> _AUFGABENSTELLUNG_
Setze den Text über den Zerfall Jugoslawiens im Anschluss an seinen letzten Satz fort.

> _SEITENTEXT_

Bedrängt durch den serbischen Nationalismus, bewahrten sich sogar slowenische und kroatische Nationalisten einen Respekt vor Titos Jugoslawien, jedenfalls vor seinem Grundprinzip, dem föderativen Bund aus gleichen Teilstaaten mit voller Souveränität, einschließlich des Rechts der Abspaltung. Wer das übersieht, wer den Konflikt um Bosnien auf einen Bürgerkrieg zwischen verschiedenen "ethnischen Gruppen" reduziert, der schlägt sich von vornherein auf die serbische Seite. Denn keineswegs war der Unterschied zwischen Milocevic und anderen nationalen Führern nur ein quantitativer. Nein, Jugoslawien war kein frei schwebendes Gebilde, das von allen nationalistischen "Sezessionisten" gleichermaßen verraten wurde. Seine Auflösung war vielmehr ein dialektischer Prozess. Diejenigen, die von Jugoslawien "abfielen", haben auf die serbischen Nationalisten reagiert - also auf die Machtgruppen, die danach trachteten, das Erbe Titos zu liquidieren. So standen gerade die schlimmsten antiserbischen Nationalisten dem Erbe Titos näher als das gegenwärtige Belgrader Regime, das sich gegenüber all den "Sezessionisten" als legitimer und legaler Nachfolger des alten Jugoslawiens geriert.

Allein die serbische Aggression, nicht ein ethnischer Konflikt löste den Krieg aus

Bei allem darf man eines nicht vergessen: Tito hat die Föderation in bewusstem Gegensatz zu jenem Vorkriegsjugoslawien errichtet, das auf der Hegemonie der Serben, der "Einheitsstifter", beruhte. Die Serben waren damals die einzige staatsbildende Nation. Nach dem Zweiten Weltkrieg wollte Tito diesem serbisch dominierten Jugoslawien ein föderales Jugoslawien entgegensetzen, einen freien Bund aus gleichen und souveränen Ländern, die sogar das Recht auf Abspaltung haben sollten. Milocevics Machtergreifung war dagegen der Versuch, das alte Vorkriegsjugoslawien und damit die serbische Hegemonie wiederzuerrichten. Auf dieses bedrohliche Restaurationsstreben haben dann alle "Sezessionisten" reagiert, wobei ihre Forderungen ausdrücklich in den Prinzipien von Titos Jugoslawien verankert waren.

> _GESPEICHERTE EINTRÄGE_
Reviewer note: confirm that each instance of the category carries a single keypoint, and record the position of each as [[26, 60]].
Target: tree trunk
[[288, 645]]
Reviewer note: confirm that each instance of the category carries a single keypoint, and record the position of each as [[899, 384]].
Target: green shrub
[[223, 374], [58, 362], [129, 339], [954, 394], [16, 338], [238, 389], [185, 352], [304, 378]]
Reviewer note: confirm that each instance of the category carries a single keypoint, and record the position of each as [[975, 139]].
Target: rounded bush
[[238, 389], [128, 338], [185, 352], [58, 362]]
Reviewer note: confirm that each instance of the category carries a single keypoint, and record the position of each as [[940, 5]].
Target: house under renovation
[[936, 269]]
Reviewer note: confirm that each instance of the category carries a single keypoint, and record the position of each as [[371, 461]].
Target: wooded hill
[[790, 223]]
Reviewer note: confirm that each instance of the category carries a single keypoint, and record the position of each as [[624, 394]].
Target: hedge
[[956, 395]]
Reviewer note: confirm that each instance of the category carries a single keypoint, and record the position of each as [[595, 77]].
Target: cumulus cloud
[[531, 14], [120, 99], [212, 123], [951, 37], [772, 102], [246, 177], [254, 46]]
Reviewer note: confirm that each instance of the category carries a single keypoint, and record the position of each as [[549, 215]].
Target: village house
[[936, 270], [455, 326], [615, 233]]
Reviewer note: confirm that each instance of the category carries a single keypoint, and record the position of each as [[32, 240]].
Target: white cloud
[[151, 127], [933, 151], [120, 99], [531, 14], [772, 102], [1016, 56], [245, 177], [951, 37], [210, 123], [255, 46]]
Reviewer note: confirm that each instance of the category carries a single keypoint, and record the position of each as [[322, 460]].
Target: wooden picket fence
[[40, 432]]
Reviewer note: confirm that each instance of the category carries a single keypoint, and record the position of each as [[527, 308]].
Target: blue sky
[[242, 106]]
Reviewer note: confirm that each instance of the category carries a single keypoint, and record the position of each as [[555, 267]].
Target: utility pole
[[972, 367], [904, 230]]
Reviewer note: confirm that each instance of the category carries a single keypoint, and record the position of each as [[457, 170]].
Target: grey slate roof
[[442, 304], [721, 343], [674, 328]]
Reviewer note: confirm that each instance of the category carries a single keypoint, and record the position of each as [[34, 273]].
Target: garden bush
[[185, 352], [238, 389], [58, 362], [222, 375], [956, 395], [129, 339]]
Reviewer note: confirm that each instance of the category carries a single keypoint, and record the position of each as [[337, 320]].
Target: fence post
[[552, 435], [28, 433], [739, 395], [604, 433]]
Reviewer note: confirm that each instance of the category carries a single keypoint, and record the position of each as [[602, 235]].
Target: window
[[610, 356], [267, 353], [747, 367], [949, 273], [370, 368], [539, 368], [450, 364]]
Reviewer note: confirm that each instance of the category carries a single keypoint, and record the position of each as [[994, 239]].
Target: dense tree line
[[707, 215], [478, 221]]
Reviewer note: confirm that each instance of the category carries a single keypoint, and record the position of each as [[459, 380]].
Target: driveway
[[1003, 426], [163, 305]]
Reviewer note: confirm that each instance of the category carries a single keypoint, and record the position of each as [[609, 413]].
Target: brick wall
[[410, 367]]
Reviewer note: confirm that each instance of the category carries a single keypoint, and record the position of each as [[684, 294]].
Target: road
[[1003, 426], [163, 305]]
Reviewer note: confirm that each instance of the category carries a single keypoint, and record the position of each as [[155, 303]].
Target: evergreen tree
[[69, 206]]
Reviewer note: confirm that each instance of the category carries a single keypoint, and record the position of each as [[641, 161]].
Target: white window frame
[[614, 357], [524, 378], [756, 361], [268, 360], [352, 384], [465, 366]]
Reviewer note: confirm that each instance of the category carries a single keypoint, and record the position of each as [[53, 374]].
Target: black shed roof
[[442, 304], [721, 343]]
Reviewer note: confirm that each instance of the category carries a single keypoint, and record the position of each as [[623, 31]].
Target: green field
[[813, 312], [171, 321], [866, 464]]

> _ERGEBNIS_
Wie man es auch dreht und wendet: Das ganze modische linke Gerede vom Ustaca-Erbe in Tudjmans Kroatien et cetera ändert nicht das Geringste daran, dass die serbische Aggression gegen Bosnien im Jahr 1992 nicht einem Konflikt zwischen ethnischen Gruppen entsprang. Es war einzig und allein die Aggression des serbisch dominierten Vorkriegsjugoslawiens gegen das Nachkriegsjugoslawien Titos.

Rückblickend muss man sagen, dass bei den Debatten über die Nato-Bombardierung beide Seiten Unrecht hatten. Nicht, dass die Wahrheit irgendwo in der Mitte liegt. Im Gegenteil, beide Seiten - die Befürworter des Nato-Bombardements ebenso wie seine Gegner - hatten Unrecht. Beide versuchten nämlich, einen falschen, allgemein-neutralen Standpunkt einzunehmen. Die Befürworter des Nato-Bombardements beriefen sich auf entpolitisierte Menschenrechte; ihre Gegner stellten den postjugoslawischen Krieg als ethnischen Kampf dar, in dem alle Seiten gleichermaßen schuldig wurden. Dadurch verkannten beide Seiten das eminent politische Wesen des postjugoslawischen Konflikts. Auch deswegen wird der Konflikt weiter unter seiner Asche schwelen. Der erzwungene Nato-Frieden hat ihn zwar vorübergehend eingedämmt, doch nicht auf immer gelöscht.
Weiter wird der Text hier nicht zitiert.